Job.
Set out every line of the rows below as a JSON array of strings, one string per line, leaving out any blank lines.

Provided data.
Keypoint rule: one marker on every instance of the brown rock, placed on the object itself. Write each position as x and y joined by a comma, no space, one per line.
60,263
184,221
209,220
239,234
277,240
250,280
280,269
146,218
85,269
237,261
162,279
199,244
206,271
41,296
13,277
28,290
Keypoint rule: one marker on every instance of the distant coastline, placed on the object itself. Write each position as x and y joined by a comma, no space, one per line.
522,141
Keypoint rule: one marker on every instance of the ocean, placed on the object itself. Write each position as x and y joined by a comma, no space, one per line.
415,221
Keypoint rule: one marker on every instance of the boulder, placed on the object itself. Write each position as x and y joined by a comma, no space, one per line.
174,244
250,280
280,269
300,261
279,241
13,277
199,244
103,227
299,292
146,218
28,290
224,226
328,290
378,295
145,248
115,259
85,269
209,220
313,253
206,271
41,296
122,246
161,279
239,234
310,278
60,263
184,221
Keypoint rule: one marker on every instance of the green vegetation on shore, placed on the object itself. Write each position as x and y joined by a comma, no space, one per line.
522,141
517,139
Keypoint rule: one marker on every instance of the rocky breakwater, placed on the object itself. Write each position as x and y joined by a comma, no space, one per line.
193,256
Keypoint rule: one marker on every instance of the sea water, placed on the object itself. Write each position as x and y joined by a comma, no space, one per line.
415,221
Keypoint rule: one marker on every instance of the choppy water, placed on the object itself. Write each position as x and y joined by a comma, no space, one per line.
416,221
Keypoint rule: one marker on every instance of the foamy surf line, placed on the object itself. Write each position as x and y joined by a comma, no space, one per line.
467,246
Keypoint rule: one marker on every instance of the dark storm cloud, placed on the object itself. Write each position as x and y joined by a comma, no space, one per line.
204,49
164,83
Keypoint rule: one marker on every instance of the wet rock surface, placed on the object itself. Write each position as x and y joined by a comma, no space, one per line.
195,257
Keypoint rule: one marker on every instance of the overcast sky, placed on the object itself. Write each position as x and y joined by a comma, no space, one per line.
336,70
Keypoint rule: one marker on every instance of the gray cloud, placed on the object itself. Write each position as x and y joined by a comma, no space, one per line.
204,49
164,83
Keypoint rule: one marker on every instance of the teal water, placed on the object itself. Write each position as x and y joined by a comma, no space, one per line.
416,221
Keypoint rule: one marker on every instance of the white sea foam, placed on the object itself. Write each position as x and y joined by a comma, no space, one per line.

Result of this task.
[
  "Keypoint rule: one marker on every instance of the brown rock, placed on the object itself. Write each position as x and y joined by a comma, no space, one per line.",
  "60,263",
  "184,221",
  "209,220",
  "239,234",
  "277,240",
  "250,280",
  "280,269",
  "146,218",
  "85,269",
  "237,261",
  "162,279",
  "199,244",
  "206,271",
  "41,296",
  "13,277",
  "28,290",
  "Keypoint rule: one marker on every instance of the distant coastline, placed on the object itself. Write each position as x and y joined by a comma, no space, one per line.",
  "522,141",
  "Keypoint rule: one marker on every instance of the ocean, placed on the object itself. Write each position as x and y joined by a comma, no space, one per line.",
  "415,221",
  "Keypoint rule: one marker on every instance of the boulder, placed on the object itself. Write each position as x and y joined by a comma, no space, one per line.",
  "174,244",
  "250,280",
  "280,269",
  "300,261",
  "279,241",
  "13,277",
  "199,244",
  "103,227",
  "299,292",
  "146,218",
  "28,290",
  "224,226",
  "328,290",
  "378,295",
  "145,248",
  "115,259",
  "85,269",
  "209,220",
  "313,253",
  "206,271",
  "41,296",
  "122,246",
  "161,279",
  "239,234",
  "310,278",
  "60,263",
  "184,221",
  "Keypoint rule: one marker on every instance of the green vegetation on shore, placed on the object itself. Write each position as x and y joined by a comma, no space, one per line.",
  "522,141",
  "517,139",
  "Keypoint rule: one marker on every instance of the rocky breakwater, placed on the object itself. Write each position as x and y joined by a comma, no space, one per line.",
  "193,256",
  "Keypoint rule: one marker on every instance of the sea water, placed on the object itself. Write each position as x and y joined by a comma, no space, one per line.",
  "415,221",
  "Keypoint rule: one marker on every instance of the choppy water, placed on the object itself. Write each position as x and y joined by a comma, no space, one per line.",
  "416,221",
  "Keypoint rule: one marker on every instance of the foamy surf line, placed on the object itself. Write each position as x and y joined by a comma, no space, one per line.",
  "467,246",
  "Keypoint rule: one marker on every instance of the dark storm cloud, placed on the object itself. Write each position as x and y joined by a comma, no space, one per line.",
  "204,49",
  "164,83",
  "Keypoint rule: one marker on every instance of the wet rock surface, placed on the object itself. Write each position as x and y joined by a comma, no space, one per line.",
  "195,257",
  "Keypoint rule: one marker on every instance of the overcast sky, placed on the object itself. Write each position as x and y joined by a comma, no space, one per line.",
  "336,70",
  "Keypoint rule: one marker on every instance of the gray cloud, placed on the object itself. Write each position as x and y joined by a comma, no space, one per line.",
  "204,49",
  "164,83",
  "Keypoint rule: one marker on every instance of the teal water, placed on the object itself. Write each position as x and y joined by a comma, no space, one per line.",
  "416,221",
  "Keypoint rule: one marker on every instance of the white sea foam, placed on the object itself. Write each position as x and y joined by a comma, no space, one per line."
]